==== Excerpt provided ====
Declarative Data Visualization

In previous section, we show how to visualize data in imperative way. Smile also support data visualization in declarative approach. With smile.plot.vega package (in the artifact smile-scala), we can create a specification that describes visualizations as mappings from data to properties of graphical marks (e.g., points or bars). The specification is based on Vega-Lite. The Vega-Lite compiler automatically produces visualization components including axes, legends, and scales. It then determines properties of these components based on a set of carefully designed rules.

This approach allows specifications to be succinct and expressive, but also provide user control. As Vega-Lite is designed for analysis, it supports data transformations such as aggregation, binning, filtering, sorting, and visual transformations including stacking and faceting. Moreover, Vega-Lite specifications can be composed into layered and multi-view displays, and made interactive with selections.

Vega-Lite website provides detailed documentation on the specification. In the below, we will show how to create a variety of charts through examples.

Bar Charts

Simple Bar Chart


val bar = VegaLite.view().
  mark("bar").
  heightStep(17).
  x(field = "a", `type` = "ordinal", axis = JsObject("labelAngel" -> JsInt(0))).
  y(field = "b", `type` = "quantitative").
  data(jsan"""
      [
        {"a": "A", "b": 28}, {"a": "B", "b": 55}, {"a": "C", "b": 43},
        {"a": "D", "b": 91}, {"a": "E", "b": 81}, {"a": "F", "b": 53},
        {"a": "G", "b": 19}, {"a": "H", "b": 87}, {"a": "I", "b": 52}
      ]"""
  ).
  description("A simple bar chart with embedded data.")
    

Aggregate Bar Chart


val aggregateBar = VegaLite("https://vega.github.io/vega-lite/examples/data/population.json").
  mark("bar").
  heightStep(17).
====
> **What is asked**:
[1] In the passage on declarative data visualization, which package provides the declarative approach, and in which artifact is it found?
[2] Copy the passage on declarative data visualization word for word from "This approach allows" to "bar = VegaLite.view().".
==== Raw records ====
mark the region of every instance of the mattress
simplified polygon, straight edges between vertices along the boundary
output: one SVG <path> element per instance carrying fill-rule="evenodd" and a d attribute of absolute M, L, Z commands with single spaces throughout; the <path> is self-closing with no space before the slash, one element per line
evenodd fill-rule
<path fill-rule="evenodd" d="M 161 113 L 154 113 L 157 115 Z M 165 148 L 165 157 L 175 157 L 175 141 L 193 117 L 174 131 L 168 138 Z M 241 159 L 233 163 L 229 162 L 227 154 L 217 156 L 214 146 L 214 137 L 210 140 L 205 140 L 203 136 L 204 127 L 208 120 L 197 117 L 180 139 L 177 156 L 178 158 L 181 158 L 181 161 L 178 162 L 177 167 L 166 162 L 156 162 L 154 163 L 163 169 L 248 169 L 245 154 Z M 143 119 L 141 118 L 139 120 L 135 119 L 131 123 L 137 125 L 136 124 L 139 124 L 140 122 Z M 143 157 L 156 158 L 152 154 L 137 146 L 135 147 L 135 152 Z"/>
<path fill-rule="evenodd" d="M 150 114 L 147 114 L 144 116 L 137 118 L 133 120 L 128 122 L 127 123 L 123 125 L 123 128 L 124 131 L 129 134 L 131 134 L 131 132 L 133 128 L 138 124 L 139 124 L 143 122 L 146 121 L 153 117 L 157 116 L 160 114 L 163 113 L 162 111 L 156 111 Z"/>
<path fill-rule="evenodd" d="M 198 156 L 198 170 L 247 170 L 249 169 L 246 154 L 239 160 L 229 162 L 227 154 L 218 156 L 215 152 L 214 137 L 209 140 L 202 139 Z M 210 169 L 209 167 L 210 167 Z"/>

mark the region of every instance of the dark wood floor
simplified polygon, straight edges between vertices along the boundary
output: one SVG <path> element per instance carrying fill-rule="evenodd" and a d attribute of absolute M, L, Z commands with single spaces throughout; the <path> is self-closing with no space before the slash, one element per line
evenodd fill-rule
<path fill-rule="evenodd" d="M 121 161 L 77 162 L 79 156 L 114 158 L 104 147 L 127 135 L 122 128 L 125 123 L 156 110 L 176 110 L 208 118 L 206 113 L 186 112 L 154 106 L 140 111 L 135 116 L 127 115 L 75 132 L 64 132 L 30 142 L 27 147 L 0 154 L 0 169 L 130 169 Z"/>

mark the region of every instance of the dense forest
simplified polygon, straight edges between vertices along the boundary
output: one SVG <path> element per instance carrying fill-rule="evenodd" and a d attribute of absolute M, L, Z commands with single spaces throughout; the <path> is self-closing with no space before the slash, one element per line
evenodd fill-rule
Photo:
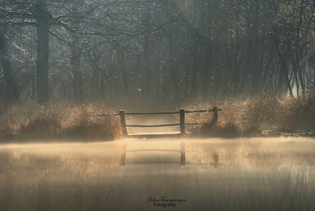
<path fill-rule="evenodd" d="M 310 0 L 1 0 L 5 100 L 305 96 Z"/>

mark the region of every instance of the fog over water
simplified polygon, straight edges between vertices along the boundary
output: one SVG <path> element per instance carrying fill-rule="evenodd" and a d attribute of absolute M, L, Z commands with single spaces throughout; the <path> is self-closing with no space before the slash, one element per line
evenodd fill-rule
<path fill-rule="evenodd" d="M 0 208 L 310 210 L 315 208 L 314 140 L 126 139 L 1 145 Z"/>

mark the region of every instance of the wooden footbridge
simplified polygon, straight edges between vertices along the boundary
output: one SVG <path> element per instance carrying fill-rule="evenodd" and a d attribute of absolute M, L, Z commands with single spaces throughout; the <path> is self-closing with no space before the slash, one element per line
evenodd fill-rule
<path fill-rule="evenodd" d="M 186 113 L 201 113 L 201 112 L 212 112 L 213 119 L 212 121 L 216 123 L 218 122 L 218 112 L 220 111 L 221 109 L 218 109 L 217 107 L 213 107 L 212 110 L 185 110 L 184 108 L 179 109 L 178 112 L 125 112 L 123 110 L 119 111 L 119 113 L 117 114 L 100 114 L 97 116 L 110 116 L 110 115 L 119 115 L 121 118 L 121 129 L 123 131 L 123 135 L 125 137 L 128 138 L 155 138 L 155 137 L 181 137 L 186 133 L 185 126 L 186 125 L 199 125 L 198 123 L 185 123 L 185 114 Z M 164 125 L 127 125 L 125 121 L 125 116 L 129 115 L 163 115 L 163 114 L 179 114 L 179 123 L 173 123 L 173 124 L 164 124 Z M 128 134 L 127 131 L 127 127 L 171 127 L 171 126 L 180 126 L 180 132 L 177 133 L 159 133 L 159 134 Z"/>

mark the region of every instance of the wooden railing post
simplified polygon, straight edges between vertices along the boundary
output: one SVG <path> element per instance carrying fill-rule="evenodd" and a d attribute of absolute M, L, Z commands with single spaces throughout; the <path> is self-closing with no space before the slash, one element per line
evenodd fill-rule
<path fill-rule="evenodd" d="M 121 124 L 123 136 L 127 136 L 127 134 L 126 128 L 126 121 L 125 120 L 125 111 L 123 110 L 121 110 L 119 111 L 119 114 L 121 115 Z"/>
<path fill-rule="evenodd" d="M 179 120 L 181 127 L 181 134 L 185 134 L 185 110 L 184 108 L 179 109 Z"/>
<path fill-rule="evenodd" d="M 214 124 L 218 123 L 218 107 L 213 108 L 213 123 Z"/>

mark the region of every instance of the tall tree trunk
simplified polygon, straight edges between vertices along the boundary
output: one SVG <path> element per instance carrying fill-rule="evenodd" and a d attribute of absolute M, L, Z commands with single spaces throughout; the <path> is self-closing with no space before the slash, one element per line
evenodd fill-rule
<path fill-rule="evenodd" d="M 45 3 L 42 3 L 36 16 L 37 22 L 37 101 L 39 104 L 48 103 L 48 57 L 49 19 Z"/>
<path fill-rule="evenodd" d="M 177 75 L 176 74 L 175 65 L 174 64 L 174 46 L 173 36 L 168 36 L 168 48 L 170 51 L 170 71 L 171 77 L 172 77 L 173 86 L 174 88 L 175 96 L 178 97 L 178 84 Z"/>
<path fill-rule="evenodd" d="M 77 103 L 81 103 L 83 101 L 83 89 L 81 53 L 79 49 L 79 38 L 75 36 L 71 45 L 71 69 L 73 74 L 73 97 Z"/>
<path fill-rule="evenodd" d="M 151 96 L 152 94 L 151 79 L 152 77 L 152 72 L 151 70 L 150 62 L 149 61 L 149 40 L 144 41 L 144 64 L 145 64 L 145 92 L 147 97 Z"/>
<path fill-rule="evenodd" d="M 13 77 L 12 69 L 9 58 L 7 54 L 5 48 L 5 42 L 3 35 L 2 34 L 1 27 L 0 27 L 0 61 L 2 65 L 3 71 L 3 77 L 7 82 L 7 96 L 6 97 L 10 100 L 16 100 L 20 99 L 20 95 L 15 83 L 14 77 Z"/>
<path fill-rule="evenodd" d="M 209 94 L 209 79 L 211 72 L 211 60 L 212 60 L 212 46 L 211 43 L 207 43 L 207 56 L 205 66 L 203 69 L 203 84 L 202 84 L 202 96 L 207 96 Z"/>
====
==== Raw records ====
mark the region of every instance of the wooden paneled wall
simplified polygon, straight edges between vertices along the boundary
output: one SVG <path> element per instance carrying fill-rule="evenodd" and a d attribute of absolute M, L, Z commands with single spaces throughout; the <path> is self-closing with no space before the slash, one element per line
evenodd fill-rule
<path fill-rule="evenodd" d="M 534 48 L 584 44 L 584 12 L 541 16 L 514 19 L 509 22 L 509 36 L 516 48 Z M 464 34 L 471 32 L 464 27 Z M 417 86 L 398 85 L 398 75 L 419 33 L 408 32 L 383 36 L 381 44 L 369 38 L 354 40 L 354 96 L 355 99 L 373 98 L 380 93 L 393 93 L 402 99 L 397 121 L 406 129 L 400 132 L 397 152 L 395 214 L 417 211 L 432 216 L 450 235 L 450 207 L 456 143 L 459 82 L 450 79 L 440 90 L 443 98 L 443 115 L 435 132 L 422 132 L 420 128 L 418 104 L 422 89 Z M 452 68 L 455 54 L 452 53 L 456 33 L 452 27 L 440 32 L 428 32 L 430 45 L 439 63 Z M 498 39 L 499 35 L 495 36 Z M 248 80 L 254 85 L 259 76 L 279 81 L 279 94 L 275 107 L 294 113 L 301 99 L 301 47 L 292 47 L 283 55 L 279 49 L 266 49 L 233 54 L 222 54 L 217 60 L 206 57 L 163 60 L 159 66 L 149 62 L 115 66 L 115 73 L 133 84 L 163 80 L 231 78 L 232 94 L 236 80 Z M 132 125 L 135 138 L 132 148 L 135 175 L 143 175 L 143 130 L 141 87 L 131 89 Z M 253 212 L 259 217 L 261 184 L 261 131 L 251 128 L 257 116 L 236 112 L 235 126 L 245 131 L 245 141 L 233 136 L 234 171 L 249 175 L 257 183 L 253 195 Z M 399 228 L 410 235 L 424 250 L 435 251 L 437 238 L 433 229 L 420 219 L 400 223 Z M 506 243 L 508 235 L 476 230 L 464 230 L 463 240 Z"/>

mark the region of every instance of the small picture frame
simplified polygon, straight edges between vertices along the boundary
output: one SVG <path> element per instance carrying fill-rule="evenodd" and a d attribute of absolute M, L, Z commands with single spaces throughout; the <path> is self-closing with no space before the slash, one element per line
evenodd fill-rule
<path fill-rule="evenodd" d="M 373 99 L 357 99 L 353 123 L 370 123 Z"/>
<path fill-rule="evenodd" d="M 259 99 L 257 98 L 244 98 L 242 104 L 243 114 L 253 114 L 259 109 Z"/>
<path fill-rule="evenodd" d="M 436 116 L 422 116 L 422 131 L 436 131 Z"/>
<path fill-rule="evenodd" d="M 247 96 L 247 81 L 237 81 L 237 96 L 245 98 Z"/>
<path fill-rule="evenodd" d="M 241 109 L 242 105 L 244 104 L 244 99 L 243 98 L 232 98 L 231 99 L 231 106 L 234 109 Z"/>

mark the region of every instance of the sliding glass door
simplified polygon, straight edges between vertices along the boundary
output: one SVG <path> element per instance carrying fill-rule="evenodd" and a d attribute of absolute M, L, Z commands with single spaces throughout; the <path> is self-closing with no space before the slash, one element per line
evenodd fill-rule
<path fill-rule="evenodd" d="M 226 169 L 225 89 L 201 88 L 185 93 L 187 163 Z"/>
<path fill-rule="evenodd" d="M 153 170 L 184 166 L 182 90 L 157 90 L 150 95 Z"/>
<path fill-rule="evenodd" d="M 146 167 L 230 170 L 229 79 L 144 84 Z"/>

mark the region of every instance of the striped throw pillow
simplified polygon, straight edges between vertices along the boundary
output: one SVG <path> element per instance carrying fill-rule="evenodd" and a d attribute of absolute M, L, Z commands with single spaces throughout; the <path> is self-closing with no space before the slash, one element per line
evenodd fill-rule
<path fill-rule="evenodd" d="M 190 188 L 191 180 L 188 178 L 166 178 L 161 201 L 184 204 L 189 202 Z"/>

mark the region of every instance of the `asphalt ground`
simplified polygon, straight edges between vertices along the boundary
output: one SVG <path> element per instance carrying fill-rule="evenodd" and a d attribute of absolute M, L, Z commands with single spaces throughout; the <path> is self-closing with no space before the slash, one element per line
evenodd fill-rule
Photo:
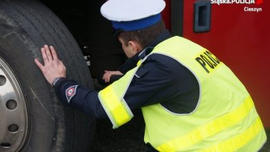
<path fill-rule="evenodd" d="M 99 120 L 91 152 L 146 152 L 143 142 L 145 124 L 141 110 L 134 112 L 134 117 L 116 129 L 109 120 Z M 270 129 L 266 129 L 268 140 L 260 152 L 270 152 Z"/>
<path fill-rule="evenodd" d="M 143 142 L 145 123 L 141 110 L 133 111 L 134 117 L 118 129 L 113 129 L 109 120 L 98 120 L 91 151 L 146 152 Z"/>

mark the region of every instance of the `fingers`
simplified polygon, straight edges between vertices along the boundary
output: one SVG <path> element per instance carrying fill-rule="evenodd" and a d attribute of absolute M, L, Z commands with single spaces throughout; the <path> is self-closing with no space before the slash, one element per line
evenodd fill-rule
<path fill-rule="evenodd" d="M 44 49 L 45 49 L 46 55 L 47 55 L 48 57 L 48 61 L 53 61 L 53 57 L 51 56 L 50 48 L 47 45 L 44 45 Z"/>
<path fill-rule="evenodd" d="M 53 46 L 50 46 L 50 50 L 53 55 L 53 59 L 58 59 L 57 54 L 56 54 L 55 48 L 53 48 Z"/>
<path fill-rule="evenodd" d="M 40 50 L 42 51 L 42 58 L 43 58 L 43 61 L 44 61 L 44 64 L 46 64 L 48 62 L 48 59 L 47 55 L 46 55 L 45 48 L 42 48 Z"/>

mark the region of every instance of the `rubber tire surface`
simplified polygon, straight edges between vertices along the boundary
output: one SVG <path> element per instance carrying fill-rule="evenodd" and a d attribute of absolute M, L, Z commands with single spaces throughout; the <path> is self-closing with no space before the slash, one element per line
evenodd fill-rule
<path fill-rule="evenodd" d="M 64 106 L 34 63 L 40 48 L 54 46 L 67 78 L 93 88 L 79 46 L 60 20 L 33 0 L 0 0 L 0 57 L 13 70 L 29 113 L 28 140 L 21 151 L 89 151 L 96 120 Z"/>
====
> **Outputs in order**:
[1] The smile.plot.vega package, in the artifact smile-scala.

[2]
This approach allows specifications to be succinct and expressive, but also provide user control. As Vega-Lite is designed for analysis, it supports data transformations such as aggregation, binning, filtering, sorting, and visual transformations including stacking and faceting. Moreover, Vega-Lite specifications can be composed into layered and multi-view displays, and made interactive with selections.

Vega-Lite website provides detailed documentation on the specification. In the below, we will show how to create a variety of charts through examples.

Bar Charts

Simple Bar Chart


val bar = VegaLite.view().